• **Extract**:

************

RS and Uremic Retention Solutes

We have already discussed that RS may have beneficial effects in CKD by promoting bacteria that produce health-promoting metabolites (i.e., SCFAs); it is also recognized that RS may assist in decreasing nitrogenous loads and the concentrations of nitrogenous compounds that accumulate in patients with CKD.

Urea and ammonia

Urea accumulates in the blood of patients with kidney disease due to insufficient renal excretion, translocates into the intestinal lumen, and is associated with an increase in the population of urease-positive bacteria (145), which convert urea into ammonia, altering intestinal pH (146). Ammonia degrades the tight epithelial junctions of the gut, leading to bacterial translocation from the gut lumen into the systemic circulation, which stimulates an inflammatory response that is thought to contribute to the progression of CKD (147, 148). Hemodialysis patients have elevated circulating IL-6, high-sensitivity C-reactive protein, and endotoxin concentrations compared with controls (149); and gut-derived microbial DNA has been detected in the circulation of patients with CKD (150). Andersen et al. (151) utilized a Col4α3-deficient mouse model of CKD (Alport nephropathy) to demonstrate that uremic mice had elevated endotoxin concentrations, which were accompanied by alterations in the gut microbiota and activation of splenic T lymphocytes. When antibiotics were used to eradicate facultative anaerobic microbes in mice with CKD, markers of systemic inflammation were reduced to the same levels as those seen in nonuremic mice, highlighting a crucial role for the microbiome linking uremia and inflammation (151).

************

• **Given information**:
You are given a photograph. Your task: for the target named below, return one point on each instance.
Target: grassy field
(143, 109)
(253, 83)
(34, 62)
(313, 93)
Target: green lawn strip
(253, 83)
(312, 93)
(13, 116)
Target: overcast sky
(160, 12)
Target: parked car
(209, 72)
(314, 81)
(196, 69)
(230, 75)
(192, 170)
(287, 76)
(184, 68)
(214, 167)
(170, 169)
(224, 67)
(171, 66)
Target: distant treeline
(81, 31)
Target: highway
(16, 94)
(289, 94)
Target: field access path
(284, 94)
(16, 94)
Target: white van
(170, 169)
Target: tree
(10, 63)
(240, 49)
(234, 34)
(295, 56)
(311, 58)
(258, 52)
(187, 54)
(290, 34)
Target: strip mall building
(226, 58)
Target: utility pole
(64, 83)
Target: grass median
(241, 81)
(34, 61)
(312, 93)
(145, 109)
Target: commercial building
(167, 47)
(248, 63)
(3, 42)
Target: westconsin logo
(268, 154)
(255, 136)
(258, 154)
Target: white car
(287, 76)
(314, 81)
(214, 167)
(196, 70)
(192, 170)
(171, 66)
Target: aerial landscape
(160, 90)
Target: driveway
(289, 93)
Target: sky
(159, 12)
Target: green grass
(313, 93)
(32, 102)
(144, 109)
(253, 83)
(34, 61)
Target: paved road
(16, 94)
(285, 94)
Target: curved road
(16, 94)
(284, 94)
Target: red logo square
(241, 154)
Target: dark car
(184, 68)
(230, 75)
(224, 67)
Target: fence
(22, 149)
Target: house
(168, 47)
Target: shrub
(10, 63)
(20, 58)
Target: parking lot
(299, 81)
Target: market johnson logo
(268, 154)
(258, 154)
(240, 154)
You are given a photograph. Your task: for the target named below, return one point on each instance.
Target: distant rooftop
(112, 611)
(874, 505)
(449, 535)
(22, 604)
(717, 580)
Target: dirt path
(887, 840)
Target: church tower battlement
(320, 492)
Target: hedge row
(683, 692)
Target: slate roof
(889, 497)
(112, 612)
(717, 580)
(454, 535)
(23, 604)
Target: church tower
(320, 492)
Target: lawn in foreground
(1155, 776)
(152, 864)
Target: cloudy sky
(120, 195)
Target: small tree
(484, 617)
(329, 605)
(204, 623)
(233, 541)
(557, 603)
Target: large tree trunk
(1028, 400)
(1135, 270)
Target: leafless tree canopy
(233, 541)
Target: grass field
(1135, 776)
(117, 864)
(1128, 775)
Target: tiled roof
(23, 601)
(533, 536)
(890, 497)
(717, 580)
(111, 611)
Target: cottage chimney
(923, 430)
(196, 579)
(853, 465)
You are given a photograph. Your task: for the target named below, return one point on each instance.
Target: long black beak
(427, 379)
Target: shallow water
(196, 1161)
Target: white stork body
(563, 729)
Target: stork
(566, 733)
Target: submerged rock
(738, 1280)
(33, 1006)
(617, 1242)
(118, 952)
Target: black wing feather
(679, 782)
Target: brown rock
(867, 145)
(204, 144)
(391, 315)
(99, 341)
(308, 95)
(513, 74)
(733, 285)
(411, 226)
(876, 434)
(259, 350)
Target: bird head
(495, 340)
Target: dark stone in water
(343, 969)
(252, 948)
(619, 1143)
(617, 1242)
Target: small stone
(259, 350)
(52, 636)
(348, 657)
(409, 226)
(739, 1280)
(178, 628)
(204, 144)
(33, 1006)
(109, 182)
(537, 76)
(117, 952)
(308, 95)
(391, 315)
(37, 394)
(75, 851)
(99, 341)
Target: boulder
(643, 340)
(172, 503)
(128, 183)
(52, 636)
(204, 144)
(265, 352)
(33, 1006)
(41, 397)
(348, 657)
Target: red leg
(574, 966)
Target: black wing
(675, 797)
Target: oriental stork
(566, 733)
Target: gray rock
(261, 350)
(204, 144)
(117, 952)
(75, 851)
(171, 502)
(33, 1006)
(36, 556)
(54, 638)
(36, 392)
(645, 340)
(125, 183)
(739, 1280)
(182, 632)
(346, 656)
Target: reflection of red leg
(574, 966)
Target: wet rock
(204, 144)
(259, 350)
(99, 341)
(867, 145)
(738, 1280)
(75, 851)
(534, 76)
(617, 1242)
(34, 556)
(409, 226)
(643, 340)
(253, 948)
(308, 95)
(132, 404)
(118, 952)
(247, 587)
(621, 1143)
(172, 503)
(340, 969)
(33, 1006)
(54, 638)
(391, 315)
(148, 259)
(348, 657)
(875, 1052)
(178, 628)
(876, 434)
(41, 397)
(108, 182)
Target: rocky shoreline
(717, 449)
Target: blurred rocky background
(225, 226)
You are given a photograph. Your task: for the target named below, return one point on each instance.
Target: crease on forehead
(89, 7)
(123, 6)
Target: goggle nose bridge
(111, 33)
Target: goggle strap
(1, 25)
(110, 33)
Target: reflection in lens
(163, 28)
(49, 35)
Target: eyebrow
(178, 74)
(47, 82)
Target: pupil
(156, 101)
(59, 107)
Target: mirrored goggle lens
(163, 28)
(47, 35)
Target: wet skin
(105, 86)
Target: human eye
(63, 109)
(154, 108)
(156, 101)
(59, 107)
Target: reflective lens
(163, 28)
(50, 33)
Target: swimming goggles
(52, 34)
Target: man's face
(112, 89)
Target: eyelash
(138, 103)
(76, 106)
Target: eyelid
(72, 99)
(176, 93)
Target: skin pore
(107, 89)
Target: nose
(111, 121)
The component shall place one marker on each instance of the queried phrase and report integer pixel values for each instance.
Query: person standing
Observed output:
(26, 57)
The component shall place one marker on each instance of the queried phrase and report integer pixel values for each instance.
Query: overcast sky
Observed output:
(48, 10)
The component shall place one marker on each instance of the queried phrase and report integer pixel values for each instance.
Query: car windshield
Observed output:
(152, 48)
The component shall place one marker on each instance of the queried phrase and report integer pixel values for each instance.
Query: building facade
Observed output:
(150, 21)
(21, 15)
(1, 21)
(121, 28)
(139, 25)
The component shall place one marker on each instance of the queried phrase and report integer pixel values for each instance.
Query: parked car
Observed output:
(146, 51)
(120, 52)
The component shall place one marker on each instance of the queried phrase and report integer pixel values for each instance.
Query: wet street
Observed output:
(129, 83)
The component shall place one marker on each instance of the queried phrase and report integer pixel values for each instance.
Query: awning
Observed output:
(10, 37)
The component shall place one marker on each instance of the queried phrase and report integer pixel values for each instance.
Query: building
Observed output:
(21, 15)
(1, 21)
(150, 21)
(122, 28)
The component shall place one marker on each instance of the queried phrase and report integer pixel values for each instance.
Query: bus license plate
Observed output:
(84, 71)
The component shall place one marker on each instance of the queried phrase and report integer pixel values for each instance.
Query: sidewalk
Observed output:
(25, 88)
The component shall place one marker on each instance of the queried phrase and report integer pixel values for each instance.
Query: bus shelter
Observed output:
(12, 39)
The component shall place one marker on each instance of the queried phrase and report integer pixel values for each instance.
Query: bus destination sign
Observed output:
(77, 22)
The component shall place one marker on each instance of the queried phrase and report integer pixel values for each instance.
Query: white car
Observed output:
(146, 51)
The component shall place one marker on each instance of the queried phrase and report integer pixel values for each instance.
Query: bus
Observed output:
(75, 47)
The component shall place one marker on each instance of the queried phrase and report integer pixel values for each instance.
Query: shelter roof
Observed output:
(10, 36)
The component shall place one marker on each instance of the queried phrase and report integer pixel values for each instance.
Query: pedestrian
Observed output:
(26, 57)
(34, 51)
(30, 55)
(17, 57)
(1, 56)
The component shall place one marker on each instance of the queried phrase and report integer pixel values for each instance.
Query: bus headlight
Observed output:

************

• **Assignment A**: From the extract on RS and uremic retention solutes, list every blood measure that the text says is elevated in hemodialysis patients compared with controls.
• **Assignment B**: Duplicate a passage of the RS and uremic retention solutes extract word for word. Begin at the words "We have already" and stop after "patients with CKD.".

• **Exercise result A**:
- IL-6
- High-sensitivity C-reactive protein
- Endotoxin

• **Exercise result B**:
We have already discussed that RS may have beneficial effects in CKD by promoting bacteria that produce health-promoting metabolites (i.e., SCFAs); it is also recognized that RS may assist in decreasing nitrogenous loads and the concentrations of nitrogenous compounds that accumulate in patients with CKD.